>> Start

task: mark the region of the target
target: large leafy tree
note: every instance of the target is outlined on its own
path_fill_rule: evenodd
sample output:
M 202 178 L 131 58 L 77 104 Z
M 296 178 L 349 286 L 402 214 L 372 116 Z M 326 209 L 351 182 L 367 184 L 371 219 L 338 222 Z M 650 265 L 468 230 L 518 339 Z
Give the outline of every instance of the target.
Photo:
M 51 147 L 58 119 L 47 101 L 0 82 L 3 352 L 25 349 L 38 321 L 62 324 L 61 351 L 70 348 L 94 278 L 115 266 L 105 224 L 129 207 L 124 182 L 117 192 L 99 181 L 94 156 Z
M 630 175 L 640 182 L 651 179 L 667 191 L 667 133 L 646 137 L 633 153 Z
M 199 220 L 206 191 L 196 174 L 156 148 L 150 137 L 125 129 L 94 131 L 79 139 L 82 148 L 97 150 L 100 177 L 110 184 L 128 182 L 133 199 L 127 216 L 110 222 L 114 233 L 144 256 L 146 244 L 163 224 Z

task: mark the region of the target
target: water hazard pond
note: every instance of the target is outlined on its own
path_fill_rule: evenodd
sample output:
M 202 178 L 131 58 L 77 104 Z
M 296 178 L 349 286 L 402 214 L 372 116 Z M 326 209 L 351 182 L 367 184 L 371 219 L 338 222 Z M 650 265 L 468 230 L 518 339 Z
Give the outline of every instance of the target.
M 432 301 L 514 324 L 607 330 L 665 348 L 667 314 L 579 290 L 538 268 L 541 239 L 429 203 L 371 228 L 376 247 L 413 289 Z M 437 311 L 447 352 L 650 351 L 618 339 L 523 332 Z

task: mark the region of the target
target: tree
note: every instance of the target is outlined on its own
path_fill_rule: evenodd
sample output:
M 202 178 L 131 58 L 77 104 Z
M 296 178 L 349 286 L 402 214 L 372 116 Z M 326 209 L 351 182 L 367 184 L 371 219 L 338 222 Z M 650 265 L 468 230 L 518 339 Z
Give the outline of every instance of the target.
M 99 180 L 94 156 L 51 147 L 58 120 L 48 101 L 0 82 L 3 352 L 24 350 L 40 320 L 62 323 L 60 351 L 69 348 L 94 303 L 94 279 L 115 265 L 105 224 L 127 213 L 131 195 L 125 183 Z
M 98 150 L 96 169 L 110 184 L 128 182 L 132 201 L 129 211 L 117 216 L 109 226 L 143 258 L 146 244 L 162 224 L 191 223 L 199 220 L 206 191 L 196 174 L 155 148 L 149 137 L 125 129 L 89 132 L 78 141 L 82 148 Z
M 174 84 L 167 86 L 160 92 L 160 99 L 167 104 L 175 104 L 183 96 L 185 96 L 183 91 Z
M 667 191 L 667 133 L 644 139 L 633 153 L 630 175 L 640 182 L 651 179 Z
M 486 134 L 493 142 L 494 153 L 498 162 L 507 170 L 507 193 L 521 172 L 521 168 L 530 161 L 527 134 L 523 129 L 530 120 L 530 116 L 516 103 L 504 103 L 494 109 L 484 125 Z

>> End

## Problem statement
Retype every line of the data above without changing any character.

## Solution to this problem
task: mark the region of the target
target: large leafy tree
note: every instance of the target is outlined on its own
path_fill_rule: evenodd
sample output:
M 202 178 L 131 58 L 77 104 Z
M 296 178 L 349 286 L 402 214 L 372 116 Z M 326 209 L 351 182 L 367 184 L 371 219 L 338 222 Z M 650 265 L 468 230 L 518 339 Z
Give the outline of every instance of the target.
Photo:
M 51 147 L 58 119 L 47 101 L 0 82 L 3 352 L 25 349 L 38 321 L 62 324 L 61 351 L 70 348 L 94 278 L 115 266 L 105 224 L 129 207 L 124 182 L 117 192 L 99 181 L 94 156 Z
M 630 175 L 640 182 L 651 179 L 667 191 L 667 133 L 646 137 L 633 153 Z
M 199 220 L 206 191 L 196 174 L 156 148 L 150 137 L 125 129 L 94 131 L 79 139 L 82 148 L 97 150 L 100 177 L 110 184 L 128 182 L 133 199 L 127 216 L 110 222 L 114 233 L 144 256 L 146 244 L 163 224 Z

task: mark the region of the target
target: water hazard pond
note: every instance of the target is outlined on its own
path_fill_rule: evenodd
sample output:
M 202 178 L 131 58 L 77 104 Z
M 296 178 L 349 286 L 402 214 L 372 116 Z M 326 209 L 351 182 L 367 184 L 371 219 L 338 222 Z M 650 265 L 468 230 L 518 339 Z
Give the outline of every instance of the target.
M 432 301 L 514 324 L 607 330 L 665 348 L 667 314 L 579 290 L 538 268 L 541 239 L 429 203 L 371 228 L 376 247 L 413 289 Z M 437 311 L 447 352 L 650 351 L 618 339 L 523 332 Z

task: mark the region of the target
target: tree
note: every instance of the target is outlined on its own
path_fill_rule: evenodd
sample output:
M 202 178 L 131 58 L 77 104 Z
M 296 178 L 349 286 L 402 214 L 372 116 Z M 326 209 L 351 182 L 367 184 L 371 219 L 338 222 Z M 650 265 L 468 230 L 518 339 Z
Give the outline of every instance of the target.
M 99 180 L 94 156 L 51 147 L 58 120 L 48 101 L 0 82 L 3 352 L 24 350 L 40 320 L 62 323 L 60 351 L 69 348 L 94 303 L 94 279 L 115 265 L 105 224 L 127 213 L 131 195 L 125 183 Z
M 98 150 L 96 169 L 110 184 L 128 182 L 132 201 L 129 211 L 117 216 L 109 226 L 143 258 L 146 244 L 162 224 L 191 223 L 199 220 L 206 191 L 196 174 L 155 148 L 149 137 L 125 129 L 89 132 L 78 141 L 82 148 Z
M 174 84 L 167 86 L 160 92 L 160 99 L 167 104 L 175 104 L 183 96 L 185 96 L 183 91 Z
M 667 191 L 667 133 L 644 139 L 633 153 L 630 175 L 640 182 L 651 179 Z
M 486 134 L 493 142 L 494 153 L 498 162 L 507 170 L 507 193 L 521 172 L 521 168 L 530 161 L 527 134 L 523 129 L 530 120 L 530 116 L 516 103 L 504 103 L 494 109 L 484 125 Z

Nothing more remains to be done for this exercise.